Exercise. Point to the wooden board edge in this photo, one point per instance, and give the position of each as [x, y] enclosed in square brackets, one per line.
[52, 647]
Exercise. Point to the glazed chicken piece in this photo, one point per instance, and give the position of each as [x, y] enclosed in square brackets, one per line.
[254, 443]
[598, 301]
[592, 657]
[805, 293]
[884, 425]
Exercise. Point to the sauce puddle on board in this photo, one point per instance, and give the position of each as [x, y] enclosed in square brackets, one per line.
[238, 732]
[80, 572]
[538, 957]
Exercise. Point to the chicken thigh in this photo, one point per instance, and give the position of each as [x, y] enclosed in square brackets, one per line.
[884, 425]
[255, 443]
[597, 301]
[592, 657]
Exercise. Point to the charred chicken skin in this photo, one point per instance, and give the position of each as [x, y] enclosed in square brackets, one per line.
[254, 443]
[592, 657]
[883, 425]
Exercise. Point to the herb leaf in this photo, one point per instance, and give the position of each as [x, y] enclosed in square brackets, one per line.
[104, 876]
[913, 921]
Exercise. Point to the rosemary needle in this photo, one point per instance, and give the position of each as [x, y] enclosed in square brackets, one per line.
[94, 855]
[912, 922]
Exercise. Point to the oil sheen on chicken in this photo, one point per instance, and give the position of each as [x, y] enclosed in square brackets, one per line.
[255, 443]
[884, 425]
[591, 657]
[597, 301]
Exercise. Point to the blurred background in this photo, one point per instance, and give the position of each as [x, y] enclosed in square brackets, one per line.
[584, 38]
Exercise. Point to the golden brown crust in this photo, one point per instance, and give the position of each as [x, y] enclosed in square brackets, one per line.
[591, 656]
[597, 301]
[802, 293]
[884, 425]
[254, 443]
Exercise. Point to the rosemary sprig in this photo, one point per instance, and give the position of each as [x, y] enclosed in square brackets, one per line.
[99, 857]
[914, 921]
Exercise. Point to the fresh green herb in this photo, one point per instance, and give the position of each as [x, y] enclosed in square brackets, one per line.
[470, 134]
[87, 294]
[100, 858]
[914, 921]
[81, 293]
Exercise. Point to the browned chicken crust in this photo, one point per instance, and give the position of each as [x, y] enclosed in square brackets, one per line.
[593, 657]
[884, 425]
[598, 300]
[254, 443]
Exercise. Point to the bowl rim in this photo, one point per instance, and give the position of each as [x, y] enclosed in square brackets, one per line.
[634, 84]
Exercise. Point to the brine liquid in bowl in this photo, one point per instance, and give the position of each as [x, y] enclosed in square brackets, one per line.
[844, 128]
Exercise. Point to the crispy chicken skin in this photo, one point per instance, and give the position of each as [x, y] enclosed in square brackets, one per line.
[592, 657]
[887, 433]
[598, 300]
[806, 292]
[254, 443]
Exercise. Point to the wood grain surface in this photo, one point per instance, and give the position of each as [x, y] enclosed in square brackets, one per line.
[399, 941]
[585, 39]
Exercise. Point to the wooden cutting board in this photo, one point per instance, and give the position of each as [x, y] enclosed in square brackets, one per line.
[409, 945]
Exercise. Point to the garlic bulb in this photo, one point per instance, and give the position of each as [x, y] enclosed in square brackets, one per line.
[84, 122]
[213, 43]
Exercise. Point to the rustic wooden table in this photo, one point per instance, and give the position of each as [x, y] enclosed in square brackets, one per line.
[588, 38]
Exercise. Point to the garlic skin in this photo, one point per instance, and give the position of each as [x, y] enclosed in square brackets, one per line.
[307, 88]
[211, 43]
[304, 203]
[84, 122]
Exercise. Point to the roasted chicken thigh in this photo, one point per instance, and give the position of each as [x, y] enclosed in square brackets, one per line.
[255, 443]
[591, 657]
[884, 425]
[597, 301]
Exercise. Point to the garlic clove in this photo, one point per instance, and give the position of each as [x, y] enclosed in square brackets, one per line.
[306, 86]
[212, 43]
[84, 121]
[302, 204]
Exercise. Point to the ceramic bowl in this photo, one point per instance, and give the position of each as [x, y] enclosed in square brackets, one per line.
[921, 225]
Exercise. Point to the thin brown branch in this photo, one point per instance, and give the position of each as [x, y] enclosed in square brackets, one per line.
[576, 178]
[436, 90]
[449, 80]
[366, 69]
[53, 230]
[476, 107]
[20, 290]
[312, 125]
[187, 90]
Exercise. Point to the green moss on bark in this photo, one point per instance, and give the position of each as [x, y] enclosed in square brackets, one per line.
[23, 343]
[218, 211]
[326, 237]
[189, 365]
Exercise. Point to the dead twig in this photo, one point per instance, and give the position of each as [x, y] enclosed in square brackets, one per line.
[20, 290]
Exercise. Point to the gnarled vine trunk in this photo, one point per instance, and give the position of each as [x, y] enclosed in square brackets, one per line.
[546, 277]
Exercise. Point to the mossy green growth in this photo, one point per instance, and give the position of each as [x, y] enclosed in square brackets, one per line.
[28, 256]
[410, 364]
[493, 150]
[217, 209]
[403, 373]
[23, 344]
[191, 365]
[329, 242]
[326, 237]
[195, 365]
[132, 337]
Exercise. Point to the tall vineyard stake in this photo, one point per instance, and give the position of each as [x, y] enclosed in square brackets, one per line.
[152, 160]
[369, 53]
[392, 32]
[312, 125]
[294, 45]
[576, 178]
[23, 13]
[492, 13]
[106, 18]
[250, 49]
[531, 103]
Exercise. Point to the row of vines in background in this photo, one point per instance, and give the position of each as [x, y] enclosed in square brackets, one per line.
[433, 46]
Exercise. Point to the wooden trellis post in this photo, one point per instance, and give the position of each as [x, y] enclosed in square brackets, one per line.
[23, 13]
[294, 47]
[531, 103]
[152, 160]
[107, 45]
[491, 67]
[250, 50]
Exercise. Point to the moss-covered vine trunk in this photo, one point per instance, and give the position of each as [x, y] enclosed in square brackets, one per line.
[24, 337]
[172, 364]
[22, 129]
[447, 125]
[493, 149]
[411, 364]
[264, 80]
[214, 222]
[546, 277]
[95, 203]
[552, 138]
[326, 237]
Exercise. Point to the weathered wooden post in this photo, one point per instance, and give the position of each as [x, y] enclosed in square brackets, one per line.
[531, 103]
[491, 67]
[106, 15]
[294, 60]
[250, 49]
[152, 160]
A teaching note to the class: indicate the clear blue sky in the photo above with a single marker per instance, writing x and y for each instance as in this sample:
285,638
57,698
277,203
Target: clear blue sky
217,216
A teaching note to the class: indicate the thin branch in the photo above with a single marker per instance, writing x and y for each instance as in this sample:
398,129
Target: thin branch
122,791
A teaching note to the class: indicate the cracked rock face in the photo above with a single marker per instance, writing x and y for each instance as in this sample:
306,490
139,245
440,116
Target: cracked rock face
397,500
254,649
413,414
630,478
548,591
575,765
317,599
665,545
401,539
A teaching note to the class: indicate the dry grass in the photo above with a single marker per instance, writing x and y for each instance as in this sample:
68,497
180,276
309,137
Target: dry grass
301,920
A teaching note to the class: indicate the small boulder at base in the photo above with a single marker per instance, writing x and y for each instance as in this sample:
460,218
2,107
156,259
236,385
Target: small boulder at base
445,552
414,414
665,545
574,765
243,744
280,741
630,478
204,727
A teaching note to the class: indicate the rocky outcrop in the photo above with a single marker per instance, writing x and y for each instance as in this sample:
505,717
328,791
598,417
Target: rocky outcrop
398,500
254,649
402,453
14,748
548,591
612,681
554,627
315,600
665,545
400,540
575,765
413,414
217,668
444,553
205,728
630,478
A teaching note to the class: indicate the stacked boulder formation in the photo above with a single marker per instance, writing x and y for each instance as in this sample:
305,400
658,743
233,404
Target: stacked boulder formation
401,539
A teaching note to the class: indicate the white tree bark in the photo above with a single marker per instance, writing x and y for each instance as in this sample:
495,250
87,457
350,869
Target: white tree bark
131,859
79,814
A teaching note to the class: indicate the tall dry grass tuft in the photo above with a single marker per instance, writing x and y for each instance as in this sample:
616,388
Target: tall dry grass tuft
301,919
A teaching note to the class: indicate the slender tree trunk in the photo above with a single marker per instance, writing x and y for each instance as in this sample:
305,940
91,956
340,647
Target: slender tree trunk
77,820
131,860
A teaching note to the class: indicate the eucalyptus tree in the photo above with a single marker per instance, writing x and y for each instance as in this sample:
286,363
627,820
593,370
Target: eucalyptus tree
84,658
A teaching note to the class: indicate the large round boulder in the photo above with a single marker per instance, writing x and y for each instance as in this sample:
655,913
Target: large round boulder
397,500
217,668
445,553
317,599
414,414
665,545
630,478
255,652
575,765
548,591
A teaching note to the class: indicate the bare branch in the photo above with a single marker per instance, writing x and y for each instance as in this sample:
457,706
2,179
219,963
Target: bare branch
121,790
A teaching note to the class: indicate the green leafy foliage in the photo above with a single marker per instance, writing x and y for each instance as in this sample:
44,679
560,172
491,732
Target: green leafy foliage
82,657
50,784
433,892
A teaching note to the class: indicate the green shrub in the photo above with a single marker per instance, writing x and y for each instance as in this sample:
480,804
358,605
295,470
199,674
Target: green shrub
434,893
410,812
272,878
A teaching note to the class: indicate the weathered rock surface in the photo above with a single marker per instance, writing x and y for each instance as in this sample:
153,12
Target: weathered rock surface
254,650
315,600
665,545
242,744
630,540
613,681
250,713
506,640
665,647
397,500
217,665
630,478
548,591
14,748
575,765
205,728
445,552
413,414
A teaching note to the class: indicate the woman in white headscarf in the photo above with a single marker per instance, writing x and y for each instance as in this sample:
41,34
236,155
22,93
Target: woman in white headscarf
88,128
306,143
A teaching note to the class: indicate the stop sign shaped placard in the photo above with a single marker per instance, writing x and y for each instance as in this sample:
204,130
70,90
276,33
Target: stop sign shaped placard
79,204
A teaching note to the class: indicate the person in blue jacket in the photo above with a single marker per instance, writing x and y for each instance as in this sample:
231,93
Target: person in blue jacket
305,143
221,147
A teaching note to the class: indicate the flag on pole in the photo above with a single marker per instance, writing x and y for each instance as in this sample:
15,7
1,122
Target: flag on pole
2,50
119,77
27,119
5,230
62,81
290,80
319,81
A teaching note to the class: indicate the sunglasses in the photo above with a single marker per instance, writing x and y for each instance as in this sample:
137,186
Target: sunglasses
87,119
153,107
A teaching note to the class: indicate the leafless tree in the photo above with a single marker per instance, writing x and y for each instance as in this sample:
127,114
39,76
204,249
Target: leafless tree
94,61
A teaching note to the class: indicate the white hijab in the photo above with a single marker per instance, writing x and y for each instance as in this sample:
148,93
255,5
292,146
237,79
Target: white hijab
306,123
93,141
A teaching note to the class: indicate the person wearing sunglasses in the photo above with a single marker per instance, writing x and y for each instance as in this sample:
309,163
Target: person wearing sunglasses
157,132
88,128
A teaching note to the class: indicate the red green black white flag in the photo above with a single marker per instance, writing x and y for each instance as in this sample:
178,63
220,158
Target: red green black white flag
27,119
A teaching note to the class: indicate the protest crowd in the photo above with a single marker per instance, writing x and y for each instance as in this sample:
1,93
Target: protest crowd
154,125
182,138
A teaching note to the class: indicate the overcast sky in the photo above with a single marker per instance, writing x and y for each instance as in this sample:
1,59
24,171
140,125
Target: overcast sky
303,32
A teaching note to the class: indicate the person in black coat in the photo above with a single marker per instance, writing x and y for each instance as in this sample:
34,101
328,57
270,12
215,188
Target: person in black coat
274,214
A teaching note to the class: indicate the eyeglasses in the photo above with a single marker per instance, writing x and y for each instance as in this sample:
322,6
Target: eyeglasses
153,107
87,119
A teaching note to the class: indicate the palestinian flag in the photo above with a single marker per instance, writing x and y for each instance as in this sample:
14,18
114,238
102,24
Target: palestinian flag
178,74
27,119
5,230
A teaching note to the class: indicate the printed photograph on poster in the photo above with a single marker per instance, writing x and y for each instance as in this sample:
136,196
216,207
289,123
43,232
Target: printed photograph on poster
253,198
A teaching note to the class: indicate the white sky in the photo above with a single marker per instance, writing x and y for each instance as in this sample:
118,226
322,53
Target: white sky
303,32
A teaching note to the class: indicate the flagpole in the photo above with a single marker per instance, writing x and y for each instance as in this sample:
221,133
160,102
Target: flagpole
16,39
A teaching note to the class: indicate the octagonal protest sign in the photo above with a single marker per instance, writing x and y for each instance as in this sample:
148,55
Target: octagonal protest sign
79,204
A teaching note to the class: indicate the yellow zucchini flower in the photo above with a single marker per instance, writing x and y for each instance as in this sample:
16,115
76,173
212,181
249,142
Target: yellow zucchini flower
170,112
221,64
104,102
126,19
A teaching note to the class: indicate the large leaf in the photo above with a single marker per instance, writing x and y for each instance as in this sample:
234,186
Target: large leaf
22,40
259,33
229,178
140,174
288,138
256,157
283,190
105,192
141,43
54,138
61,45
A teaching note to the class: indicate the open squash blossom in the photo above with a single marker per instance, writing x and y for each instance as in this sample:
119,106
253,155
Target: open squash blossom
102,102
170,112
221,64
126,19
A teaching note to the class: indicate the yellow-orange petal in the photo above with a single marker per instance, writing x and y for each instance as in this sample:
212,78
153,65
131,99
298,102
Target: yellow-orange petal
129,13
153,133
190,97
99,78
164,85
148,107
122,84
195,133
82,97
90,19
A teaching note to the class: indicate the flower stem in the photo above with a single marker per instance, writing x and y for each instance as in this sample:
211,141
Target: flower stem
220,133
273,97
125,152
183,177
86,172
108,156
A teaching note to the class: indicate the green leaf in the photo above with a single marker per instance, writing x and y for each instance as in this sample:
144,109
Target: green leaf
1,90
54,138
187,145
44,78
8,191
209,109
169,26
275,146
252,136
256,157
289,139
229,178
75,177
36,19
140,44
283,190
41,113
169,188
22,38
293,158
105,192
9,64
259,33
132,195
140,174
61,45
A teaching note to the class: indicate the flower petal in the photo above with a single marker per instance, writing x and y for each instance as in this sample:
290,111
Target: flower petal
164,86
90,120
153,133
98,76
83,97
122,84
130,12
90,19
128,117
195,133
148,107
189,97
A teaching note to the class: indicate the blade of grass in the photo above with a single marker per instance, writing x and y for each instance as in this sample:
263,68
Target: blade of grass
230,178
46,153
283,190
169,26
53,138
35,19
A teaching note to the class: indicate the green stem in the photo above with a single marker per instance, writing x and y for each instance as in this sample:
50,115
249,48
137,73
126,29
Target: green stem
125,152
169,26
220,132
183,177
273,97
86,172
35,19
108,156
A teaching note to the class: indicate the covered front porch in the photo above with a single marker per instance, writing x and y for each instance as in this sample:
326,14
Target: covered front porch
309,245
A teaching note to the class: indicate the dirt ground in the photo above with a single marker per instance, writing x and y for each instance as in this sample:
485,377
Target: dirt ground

Written problem: Set down, exactly and in full, the lines from the one containing "A teaching note to the class: indicate the green stem" through the end of the entries; no other line belongs.

Result:
A teaching note to the class: indicate the green stem in the photo above with a single marker per instance, writing x and y for each instance as in this sample:
50,115
249,48
137,73
126,29
Target: green stem
125,152
169,26
220,132
183,177
273,97
86,172
35,19
108,156
A teaching note to the class: indicate the covered front porch in the photo above with a single marker per instance, writing x and y for each instance as in this sample:
326,14
Target: covered front porch
309,245
A teaching note to the class: indicate the dirt ground in the photo above with a single marker per instance, writing x and y for each instance as in this sample:
485,377
Target: dirt ground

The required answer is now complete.